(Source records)
________________

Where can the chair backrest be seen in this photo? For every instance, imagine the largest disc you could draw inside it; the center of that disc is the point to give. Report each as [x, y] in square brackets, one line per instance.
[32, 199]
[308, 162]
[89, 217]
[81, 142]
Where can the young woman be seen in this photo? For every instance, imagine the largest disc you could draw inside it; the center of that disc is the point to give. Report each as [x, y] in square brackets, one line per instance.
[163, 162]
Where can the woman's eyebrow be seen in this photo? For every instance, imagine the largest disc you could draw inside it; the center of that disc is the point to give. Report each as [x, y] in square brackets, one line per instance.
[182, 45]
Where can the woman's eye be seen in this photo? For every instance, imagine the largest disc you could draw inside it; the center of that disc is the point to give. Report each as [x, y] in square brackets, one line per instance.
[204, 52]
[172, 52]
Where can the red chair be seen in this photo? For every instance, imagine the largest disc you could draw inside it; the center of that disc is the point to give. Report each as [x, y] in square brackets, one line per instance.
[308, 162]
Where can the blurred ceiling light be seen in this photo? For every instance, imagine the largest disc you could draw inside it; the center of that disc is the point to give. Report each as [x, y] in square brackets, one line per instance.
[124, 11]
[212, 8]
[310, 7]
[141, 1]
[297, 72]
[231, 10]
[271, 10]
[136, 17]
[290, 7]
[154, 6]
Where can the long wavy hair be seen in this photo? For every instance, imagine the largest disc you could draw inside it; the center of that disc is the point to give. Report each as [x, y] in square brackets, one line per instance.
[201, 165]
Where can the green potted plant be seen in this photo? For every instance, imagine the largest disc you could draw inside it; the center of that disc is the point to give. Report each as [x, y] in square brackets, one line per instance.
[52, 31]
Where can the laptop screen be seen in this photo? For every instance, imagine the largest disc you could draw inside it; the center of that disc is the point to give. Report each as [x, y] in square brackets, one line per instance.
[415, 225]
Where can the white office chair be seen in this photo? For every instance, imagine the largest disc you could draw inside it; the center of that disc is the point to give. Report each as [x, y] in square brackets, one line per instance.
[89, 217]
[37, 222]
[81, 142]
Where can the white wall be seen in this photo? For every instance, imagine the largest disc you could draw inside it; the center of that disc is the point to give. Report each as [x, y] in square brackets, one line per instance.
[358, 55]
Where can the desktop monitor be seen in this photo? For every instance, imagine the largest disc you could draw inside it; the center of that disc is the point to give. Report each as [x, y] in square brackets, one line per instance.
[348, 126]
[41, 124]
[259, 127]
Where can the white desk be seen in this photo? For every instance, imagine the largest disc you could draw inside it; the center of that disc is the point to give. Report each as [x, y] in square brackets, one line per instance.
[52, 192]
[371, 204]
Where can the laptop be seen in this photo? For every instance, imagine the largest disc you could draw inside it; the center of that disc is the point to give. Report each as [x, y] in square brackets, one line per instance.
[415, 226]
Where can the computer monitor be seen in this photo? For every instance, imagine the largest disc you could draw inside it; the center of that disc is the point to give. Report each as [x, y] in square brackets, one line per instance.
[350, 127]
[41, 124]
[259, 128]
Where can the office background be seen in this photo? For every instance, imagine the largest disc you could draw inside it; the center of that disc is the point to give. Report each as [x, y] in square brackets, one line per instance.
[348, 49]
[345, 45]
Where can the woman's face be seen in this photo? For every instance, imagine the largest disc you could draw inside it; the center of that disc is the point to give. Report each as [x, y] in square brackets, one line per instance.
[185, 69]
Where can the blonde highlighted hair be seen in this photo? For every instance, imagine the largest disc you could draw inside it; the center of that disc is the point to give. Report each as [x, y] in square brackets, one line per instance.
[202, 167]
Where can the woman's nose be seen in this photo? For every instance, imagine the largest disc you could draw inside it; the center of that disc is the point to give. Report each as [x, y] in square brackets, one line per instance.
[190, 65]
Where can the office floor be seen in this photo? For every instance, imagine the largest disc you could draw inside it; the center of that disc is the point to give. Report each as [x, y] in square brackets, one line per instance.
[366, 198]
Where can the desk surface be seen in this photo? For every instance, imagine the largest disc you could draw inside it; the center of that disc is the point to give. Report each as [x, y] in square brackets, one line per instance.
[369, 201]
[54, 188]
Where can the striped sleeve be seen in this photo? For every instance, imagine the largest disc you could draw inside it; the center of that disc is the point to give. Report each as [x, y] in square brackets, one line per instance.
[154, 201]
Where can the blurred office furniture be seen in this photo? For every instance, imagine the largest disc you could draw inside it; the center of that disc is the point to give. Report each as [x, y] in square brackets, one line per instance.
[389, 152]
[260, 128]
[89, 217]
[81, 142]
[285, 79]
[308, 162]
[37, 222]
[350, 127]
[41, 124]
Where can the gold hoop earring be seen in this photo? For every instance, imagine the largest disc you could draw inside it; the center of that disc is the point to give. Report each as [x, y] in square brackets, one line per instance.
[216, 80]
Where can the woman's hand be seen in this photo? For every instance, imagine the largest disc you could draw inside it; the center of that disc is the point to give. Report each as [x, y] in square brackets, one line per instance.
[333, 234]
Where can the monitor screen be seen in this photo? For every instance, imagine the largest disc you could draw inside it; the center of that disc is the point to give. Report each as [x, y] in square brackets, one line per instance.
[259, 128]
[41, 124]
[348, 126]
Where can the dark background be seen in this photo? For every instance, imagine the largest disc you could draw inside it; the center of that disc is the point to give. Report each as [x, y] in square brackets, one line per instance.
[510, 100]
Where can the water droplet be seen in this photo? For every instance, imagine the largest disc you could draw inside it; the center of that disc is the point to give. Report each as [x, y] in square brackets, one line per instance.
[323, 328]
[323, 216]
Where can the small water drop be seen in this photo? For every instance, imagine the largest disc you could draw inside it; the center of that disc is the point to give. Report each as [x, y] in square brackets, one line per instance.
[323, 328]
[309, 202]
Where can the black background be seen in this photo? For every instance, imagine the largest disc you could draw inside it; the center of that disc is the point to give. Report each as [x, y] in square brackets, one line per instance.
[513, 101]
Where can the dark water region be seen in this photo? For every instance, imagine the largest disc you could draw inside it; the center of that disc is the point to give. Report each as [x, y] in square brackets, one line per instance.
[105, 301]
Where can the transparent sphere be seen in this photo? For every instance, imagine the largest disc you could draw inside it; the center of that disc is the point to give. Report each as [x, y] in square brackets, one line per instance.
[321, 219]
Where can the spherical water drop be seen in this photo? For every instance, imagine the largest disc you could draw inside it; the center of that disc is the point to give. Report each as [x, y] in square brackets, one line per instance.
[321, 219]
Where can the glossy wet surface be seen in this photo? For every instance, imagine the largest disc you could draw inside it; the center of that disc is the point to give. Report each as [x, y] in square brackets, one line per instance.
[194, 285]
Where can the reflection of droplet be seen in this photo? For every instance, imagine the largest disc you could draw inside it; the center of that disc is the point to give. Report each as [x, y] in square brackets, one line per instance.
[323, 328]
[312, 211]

________________

* **Work to complete**: Copy out the lines starting at the one containing "Where can the water" and ending with the last line of the entries. Include nothing else.

* **Solution**:
Where can the water droplet be seen in this photo? For every instance, imagine the largest disc you could draw inside it; the center of that disc is the point to give. Report each as [x, y] in square brackets, one line per instance.
[323, 328]
[323, 216]
Where can the small water drop be seen in this photo? For every instance, imagine the largest disc you could draw inside it; the center of that disc is the point to give. Report each as [x, y] in square brackets, one line per instance.
[323, 328]
[309, 202]
Where can the black background be seen in this photo? For every instance, imagine the largest disc you could draw inside it; the center of that disc is the point to give. Report each as [x, y] in square brackets, one line per instance.
[513, 101]
Where can the dark water region be seen in this photo? For every instance, imagine the largest disc you could draw inside it; the center of that disc is the point to give. Report each as [x, y] in square brackets, one line per instance.
[105, 301]
Where can the transparent sphere be seen in this photo? For every instance, imagine the largest disc you could draw inside it; the center of that disc is the point to give. Report each as [x, y] in square brackets, one line per instance.
[321, 219]
Where can the spherical water drop be seen in this photo? For every instance, imagine the largest disc you could draw inside it; the center of that disc is the point to give. Report each as [x, y] in square brackets, one line per instance.
[321, 219]
Where can the glossy wet surface be seen in this photo? For every instance, imagine the largest disc you could draw inside it; the center of that disc is the point to give. Report each as [x, y] in square brackets, one line per instance.
[194, 285]
Where can the reflection of droplet be seen in this photo? For every instance, imagine the largest disc you could draw inside it; the center of that disc is the point to give. Report each as [x, y] in square brackets, one line per instance.
[323, 328]
[312, 211]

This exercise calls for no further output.